Dataset entries:
-- start --
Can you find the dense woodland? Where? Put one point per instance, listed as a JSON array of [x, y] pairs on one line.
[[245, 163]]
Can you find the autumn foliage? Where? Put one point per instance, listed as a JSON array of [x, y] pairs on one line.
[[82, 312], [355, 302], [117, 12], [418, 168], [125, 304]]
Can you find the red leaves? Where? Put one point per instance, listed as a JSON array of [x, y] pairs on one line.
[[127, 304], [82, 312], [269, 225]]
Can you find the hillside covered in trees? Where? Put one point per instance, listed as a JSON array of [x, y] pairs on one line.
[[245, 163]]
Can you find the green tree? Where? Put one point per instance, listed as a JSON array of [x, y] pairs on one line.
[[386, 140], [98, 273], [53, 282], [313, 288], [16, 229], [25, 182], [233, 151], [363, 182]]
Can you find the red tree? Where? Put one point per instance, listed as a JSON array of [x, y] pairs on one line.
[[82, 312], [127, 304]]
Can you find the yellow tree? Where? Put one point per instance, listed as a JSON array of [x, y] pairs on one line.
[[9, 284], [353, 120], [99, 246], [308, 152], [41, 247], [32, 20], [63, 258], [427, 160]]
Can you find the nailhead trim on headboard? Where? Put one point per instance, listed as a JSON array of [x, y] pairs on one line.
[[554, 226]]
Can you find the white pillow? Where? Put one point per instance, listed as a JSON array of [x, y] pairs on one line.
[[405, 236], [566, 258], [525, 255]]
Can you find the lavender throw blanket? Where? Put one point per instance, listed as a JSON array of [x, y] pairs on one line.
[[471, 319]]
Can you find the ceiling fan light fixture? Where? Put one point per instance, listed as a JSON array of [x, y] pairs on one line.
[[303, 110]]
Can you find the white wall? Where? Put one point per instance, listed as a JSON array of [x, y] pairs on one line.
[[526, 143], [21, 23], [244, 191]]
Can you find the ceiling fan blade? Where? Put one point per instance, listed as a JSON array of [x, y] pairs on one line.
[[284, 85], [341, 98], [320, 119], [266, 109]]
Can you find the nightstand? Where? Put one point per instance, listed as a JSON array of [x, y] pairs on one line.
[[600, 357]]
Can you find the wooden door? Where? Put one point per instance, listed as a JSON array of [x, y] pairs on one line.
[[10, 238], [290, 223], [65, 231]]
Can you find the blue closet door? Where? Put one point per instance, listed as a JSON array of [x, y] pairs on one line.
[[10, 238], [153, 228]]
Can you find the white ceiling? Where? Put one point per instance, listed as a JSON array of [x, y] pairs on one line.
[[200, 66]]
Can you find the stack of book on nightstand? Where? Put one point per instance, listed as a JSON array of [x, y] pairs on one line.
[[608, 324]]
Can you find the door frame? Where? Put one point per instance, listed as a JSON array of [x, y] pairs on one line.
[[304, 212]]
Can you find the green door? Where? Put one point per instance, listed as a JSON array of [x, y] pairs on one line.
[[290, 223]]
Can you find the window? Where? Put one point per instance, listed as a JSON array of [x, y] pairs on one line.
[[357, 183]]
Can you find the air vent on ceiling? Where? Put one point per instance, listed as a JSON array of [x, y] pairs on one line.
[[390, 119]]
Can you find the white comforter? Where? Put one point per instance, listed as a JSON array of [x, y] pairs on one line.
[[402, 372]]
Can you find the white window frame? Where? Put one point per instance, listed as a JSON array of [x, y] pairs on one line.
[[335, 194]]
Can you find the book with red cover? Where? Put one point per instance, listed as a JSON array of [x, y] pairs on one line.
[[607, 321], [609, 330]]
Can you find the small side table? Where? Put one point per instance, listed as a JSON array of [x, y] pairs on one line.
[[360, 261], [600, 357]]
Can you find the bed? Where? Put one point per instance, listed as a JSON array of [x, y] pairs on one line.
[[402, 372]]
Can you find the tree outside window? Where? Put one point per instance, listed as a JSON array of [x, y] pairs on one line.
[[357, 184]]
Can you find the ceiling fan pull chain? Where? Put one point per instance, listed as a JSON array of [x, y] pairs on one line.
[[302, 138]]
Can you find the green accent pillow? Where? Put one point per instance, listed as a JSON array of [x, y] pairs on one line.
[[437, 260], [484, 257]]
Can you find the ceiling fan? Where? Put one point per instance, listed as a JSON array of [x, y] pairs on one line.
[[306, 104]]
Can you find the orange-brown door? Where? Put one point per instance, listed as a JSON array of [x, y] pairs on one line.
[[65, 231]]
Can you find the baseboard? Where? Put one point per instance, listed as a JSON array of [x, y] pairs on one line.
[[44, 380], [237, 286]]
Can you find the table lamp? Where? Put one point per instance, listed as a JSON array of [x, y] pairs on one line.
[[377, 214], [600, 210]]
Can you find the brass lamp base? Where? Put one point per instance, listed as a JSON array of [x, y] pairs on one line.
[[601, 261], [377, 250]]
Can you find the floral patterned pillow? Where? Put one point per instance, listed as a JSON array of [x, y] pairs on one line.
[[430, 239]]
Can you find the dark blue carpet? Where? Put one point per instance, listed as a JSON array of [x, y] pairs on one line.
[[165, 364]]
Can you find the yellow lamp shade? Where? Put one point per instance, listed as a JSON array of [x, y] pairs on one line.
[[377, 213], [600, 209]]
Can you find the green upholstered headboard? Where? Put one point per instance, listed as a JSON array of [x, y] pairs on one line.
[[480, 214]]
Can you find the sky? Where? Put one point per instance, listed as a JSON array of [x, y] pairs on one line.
-- end --
SHORT EXERCISE:
Your task is to repeat the data exactly; please include every line.

EXERCISE SOLUTION:
Can you find the dense woodland? Where? Put one point per instance, listed as a JSON array of [x, y] pairs on one line.
[[245, 163]]
Can you find the autumn foliage? Where? Put one point per instance, listed as a JSON array of [x, y] pairs on one line.
[[82, 312], [355, 302], [117, 12], [418, 168], [125, 304]]
Can you find the red leaves? Where? Put one point per instance, listed as a JSON array of [x, y] pairs on one line.
[[127, 304], [82, 312], [269, 225]]
Can you find the hillside covered in trees? Where? Put one point per instance, listed as a JSON array of [x, y] pairs on one line.
[[245, 163]]
Can you find the green tree? Where? Put one point per instance, listed as a JSON array of [x, y] pairs on one line.
[[386, 140], [98, 273], [53, 282], [313, 288], [16, 229], [25, 182], [233, 151], [363, 182]]
Can you find the red tree? Where? Put one point per instance, listed as a JSON array of [x, y] pairs on one line.
[[82, 312], [127, 304]]
Can you find the yellow tree? Where? Put one point per instance, listed as a JSON array of [x, y] pairs on one line.
[[9, 284], [353, 120], [99, 246], [308, 152], [41, 247], [32, 20], [63, 258], [427, 160]]
Can you find the nailhead trim on headboard? Where? Put one point per instance, listed as a JSON array of [x, y] pairs on one line.
[[554, 226]]
Can you find the white pillow? Where? Put one point per instance, listed as a JSON array of [x, y] pairs on one line.
[[405, 236], [566, 258], [525, 255]]
Can you find the lavender throw blanket? Where? Put one point per instance, listed as a JSON array of [x, y] pairs on one line.
[[471, 319]]
Can you find the ceiling fan light fixture? Where? Put one point per instance, listed as a JSON array of [x, y] pairs on one line.
[[303, 110]]
Can you find the white wall? Where? Put one point per instance, listed as a JSON array of [x, y] pairs on one line.
[[526, 143], [21, 23], [244, 191]]
Can you find the ceiling fan blade? Where? Put one point per instance, listed as a JSON array of [x, y] pairs on one line.
[[284, 85], [341, 98], [320, 119], [266, 109]]
Can you find the nightstand? Where? Put one point per instance, listed as a JSON array of [x, y] pairs on one line.
[[600, 357]]
Can you find the wooden door? Where? Put one point per instance, listed as a JSON array of [x, y] pairs on one line.
[[10, 238], [290, 223], [65, 231]]
Can you find the blue closet door? Where? Put one point per instance, listed as a JSON array of [x, y] pairs on one line.
[[10, 238], [153, 228]]
Can you find the white ceiling? Where? Put one point per instance, listed as a JSON array of [x, y] pairs on one line.
[[200, 66]]
Can you find the stack of book on nightstand? Where? Put one point per instance, listed as a JSON array of [x, y] pairs on one line.
[[608, 324]]
Can you find the door frame? Where? Put one point per instance, listed as a JSON array of [x, y] pairs on one line.
[[304, 212]]
Can you find the green door? Where? Put one point per instance, listed as a JSON array of [x, y] pairs on one line.
[[290, 223]]
Can you find the window? Where? Put one point per instance, listed as a JSON array of [x, y] pairs on one line.
[[357, 183]]
Can you find the air vent on ceiling? Where? Put one point per instance, listed as a JSON array of [x, y] pairs on one line.
[[390, 119]]
Can you find the white comforter? Where? Put one point per instance, listed as a JSON array of [x, y] pairs on one line.
[[402, 372]]
Can you find the white window frame? Where? Put one point per instance, listed as a JSON array of [x, y] pairs on one line.
[[335, 194]]
Can you find the book with red cover? Where? Put one point per instance, listed as a JSON array of [x, y] pairs on one line.
[[607, 321], [609, 330]]
Can you find the small side table? Where? Put one point per instance, listed as a JSON array of [x, y] pairs on one line.
[[360, 261], [600, 357]]
Can you find the bed? Where? Put one point per instance, listed as a JSON array of [x, y] pairs on one line.
[[402, 372]]
Can you find the tree outside window? Where? Put one point per instance, listed as a JSON array of [x, y] pairs on one line.
[[357, 184]]
Can you find the ceiling fan pull chain? Where? Put one point per instance, listed as a JSON array of [x, y] pairs on one line.
[[302, 138]]
Can you find the green accent pillow? Where? Put one point per instance, listed as a JSON array of [x, y] pairs on one line.
[[437, 260], [484, 257]]
Can you find the ceiling fan? Where? Put one point per instance, listed as a JSON array of [x, y] pairs on one line.
[[306, 104]]
Can you find the orange-brown door? Where? Put one point per instance, listed as a JSON array of [x, y] pairs on one line.
[[65, 231]]
Can you find the baseboard? Where? Put one point per instance, listed as a JSON array of [x, y] pairs on one line.
[[44, 380], [237, 286]]
Can you find the table lamp? Where? Put one point per instance, listed as a JSON array of [x, y] pairs on one line.
[[377, 214], [600, 210]]
Can you find the brass lamp base? Where? Put one point per instance, listed as a JSON array of [x, y] pairs on one line.
[[601, 261], [377, 250]]
Can you find the floral patterned pillow? Where? Put one point per instance, listed as a JSON array of [x, y] pairs on one line.
[[430, 239]]
Can you find the dark blue carpet? Where? Put one point per instance, listed as a JSON array of [x, y] pairs on one line.
[[165, 364]]
Can you find the yellow lamp shade? Where? Put one point per instance, listed as a JSON array of [x, y] pairs on one line.
[[377, 213], [600, 209]]
Can you find the green upholstered headboard? Where? Put one point per instance, listed as a JSON array of [x, y] pairs on one line.
[[480, 214]]
Can you find the sky? Where? Put one point per instance, listed as a JSON array of [x, y] pairs on one line.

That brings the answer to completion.